• [Passage given]:
⟨

JAMB Mathematics Past Questions And Solutions [Selected Problems On Calculus]

JAMB past questions on Calculus

below are some of the calculus questions from the previous jamb examinations,
i believe you should have basic background of calculus,we
have treated a series of topics in calculus, click any of them below.
Differentiation,
integration,integration of exponential functions,integration of trigonometric functions,
the chain rule,product rule,quotient rule and Implicit differentiation.

QUESTIONS

(1) evaluate

$$\begin{equation*}\int^3_1(x^2-1)dx\end{equation*}$$
(a)$6\frac{2}{3}$
(b)$\frac{2}{3}$
(c)$\frac{-2}{3}$
(d)$-6\frac{2}{3}$

solution:
this is a direct integral question with limits, so we dont need to use any special method
of integration.

$$\begin{equation*} \int^3_1(x^2-1)dx=\frac{x^3}{3}-x|^3_1 \end{equation*}$$
now substitute the given limits
$$\begin{equation*} =(\frac{27}{3}-3)-(\frac{1}{3}-1) =\frac{18}{3}+\frac{2}{3} =\frac{18+2}{3} =\frac{20}{3} =6\frac{2}{3} \end{equation*}$$

(2) If $y=3\cos(\frac{x}{3})$,find $\frac{dy}{dx}$ when $x=\frac{3\pi}{2}$
(a)2
(b)1
(c)-1
(d)-3

solution: this function can be evaluated using chain rule of differentiation

$$\begin{equation*} y=3\cos(\frac{x}{3}) \end{equation*}$$
let $u=\frac{x}{3}$ so that $y=3\cos{u}$, differentiate u and y, $\frac{du}{dx}=\frac{1}{3}$ and $\frac{dy}{du}=-3\sin{u}$
substitute $u,y,\frac{du}{dx},\frac{dy}{du}$ into the chain formula which is $$\begin{equation*} \frac{dy}{dx}=\frac{dy}{du}\times\frac{du}{dx} \end{equation*}$$
$$\begin{equation*} \frac{dy}{dx}=-3\sin{u}\times\frac{1}{3}=-\sin{u} \end{equation*}$$
but remember $u=\frac{x}{3}$ then
$$\begin{equation*} \frac{dy}{dx}=-\sin{\frac{x}{3}}, \end{equation*}$$
and that's the derivative of the function,now remember a value for $x$ is being given as $x=\frac{3\pi}{2}$
so $\frac{dy}{dx}=-\sin(\frac{\frac{3\pi}{2}}{3})$
=$-\sin(\frac{3\pi}{6})=-\sin(\frac{\pi}{2})$
now remember that $\pi=180$ then we have $-\sin(\frac{180}{2})=-\sin(90)=-1$

(3) Find the derivative of the function $y=2x^2(2x-1)$ at the point $x=1$
(a)-6
(b)-4
(c)16
(d)18

solution:
since  $y=2x^2(2x-1)$, all we need to do here is to expand the brackets and then take the derivative, by doing this our work becomes easier and faster otherwise use the product rule.Now we have $y=4x^3-2x^2$ and $\frac{dy}{dx}=12x^2-4x$ at $x=-1$,
$\frac{dy}{dx}=12(-1)^2-4(-1)=12+4=16$

(4) find the derivative of $(2+3x)(1-x)$ with respect to $x$.

⟩

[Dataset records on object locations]
⟨

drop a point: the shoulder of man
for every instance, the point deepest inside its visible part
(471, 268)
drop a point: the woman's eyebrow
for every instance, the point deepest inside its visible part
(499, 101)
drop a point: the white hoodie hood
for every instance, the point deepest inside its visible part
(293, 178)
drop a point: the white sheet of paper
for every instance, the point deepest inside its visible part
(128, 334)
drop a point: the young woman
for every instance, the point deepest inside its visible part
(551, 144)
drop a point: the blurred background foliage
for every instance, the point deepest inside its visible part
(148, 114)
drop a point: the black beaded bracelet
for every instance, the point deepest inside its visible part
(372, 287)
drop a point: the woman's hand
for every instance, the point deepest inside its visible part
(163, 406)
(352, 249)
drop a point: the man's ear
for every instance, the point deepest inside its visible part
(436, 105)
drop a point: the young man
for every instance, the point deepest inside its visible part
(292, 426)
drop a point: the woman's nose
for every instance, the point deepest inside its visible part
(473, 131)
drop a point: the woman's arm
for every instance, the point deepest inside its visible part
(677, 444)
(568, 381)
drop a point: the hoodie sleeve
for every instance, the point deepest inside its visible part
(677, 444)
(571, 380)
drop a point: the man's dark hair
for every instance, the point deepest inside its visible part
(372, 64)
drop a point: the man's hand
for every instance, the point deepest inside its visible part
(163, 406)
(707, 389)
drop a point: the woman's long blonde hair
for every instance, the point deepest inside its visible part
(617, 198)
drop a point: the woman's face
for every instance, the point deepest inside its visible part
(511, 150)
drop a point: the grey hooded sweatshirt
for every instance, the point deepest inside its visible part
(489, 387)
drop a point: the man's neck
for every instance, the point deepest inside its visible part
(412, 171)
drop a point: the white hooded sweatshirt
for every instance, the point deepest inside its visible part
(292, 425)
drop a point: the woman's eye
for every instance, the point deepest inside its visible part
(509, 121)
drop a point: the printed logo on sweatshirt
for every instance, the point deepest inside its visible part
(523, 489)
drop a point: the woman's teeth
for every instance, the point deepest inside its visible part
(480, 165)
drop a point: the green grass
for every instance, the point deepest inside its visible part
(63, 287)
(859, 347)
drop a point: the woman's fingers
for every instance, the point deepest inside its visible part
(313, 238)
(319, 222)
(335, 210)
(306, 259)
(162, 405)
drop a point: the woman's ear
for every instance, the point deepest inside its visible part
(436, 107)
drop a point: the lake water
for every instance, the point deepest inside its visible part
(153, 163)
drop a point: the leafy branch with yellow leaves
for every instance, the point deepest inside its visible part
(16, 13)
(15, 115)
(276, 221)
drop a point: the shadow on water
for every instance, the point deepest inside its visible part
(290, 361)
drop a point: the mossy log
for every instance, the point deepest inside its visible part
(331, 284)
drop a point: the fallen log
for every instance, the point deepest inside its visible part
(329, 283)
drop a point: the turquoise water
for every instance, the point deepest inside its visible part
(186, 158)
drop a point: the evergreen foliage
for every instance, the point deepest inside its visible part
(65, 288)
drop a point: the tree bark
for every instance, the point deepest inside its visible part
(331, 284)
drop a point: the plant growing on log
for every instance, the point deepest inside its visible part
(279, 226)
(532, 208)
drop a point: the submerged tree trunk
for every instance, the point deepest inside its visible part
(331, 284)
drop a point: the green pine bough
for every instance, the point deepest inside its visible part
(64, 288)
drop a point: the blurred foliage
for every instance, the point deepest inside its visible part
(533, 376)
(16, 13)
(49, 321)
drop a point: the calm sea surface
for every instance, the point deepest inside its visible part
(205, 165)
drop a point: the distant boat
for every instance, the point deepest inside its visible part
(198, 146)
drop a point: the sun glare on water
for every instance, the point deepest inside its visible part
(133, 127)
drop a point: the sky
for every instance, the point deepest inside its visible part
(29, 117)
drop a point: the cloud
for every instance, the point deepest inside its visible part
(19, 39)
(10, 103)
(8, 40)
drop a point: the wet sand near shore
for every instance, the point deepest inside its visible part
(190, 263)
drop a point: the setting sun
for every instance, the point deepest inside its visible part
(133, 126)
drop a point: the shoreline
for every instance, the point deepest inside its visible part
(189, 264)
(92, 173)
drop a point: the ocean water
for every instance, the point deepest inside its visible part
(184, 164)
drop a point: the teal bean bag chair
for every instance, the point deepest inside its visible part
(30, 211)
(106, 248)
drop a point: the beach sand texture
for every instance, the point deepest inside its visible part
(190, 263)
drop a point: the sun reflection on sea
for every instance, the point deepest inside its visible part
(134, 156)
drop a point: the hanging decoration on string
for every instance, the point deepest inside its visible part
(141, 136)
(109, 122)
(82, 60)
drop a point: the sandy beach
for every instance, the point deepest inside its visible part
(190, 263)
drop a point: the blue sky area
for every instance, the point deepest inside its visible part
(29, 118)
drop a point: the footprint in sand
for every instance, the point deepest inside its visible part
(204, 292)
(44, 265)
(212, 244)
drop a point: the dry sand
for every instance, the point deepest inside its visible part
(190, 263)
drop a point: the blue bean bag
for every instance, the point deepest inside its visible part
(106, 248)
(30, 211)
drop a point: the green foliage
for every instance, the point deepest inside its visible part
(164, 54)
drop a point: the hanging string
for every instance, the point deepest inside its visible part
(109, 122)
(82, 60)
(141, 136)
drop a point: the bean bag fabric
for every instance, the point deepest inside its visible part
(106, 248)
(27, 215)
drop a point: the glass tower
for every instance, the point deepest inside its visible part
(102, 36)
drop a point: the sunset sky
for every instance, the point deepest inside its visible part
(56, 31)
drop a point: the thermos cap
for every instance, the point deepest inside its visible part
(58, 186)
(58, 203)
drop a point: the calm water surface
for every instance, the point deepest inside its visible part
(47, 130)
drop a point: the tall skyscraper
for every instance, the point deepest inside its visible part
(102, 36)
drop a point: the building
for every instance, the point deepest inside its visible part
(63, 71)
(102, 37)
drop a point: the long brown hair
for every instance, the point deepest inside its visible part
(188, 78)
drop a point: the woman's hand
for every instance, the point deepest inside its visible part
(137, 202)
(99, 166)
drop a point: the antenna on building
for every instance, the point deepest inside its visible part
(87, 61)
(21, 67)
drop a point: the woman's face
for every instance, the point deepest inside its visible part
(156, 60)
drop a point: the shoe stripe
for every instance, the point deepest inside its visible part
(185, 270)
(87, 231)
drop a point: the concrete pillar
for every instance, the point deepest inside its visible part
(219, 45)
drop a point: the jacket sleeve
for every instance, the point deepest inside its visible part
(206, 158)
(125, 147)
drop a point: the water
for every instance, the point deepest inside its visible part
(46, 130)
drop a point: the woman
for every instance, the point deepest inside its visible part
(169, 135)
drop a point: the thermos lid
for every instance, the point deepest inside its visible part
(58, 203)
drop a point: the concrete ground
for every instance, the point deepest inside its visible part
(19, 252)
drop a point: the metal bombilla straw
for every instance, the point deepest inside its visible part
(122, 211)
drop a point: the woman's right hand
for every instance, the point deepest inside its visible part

⟩

• [Your tasks]:
1. List the topics that the calculus past-questions page says it has already covered in earlier posts.
2. Reproduce word for word the part of the records that opens with the line containing "drop a point: the water" and runs through the end of the records.

• [Answers to the exercises]:
1. Differentiation, integration, integration of exponential functions, integration of trigonometric functions, the chain rule, product rule, quotient rule, and implicit differentiation.

2.
drop a point: the water
for every instance, the point deepest inside its visible part
(46, 130)
drop a point: the woman
for every instance, the point deepest inside its visible part
(169, 135)
drop a point: the thermos lid
for every instance, the point deepest inside its visible part
(58, 203)
drop a point: the concrete ground
for every instance, the point deepest inside its visible part
(19, 252)
drop a point: the metal bombilla straw
for every instance, the point deepest inside its visible part
(122, 211)
drop a point: the woman's right hand
for every instance, the point deepest inside its visible part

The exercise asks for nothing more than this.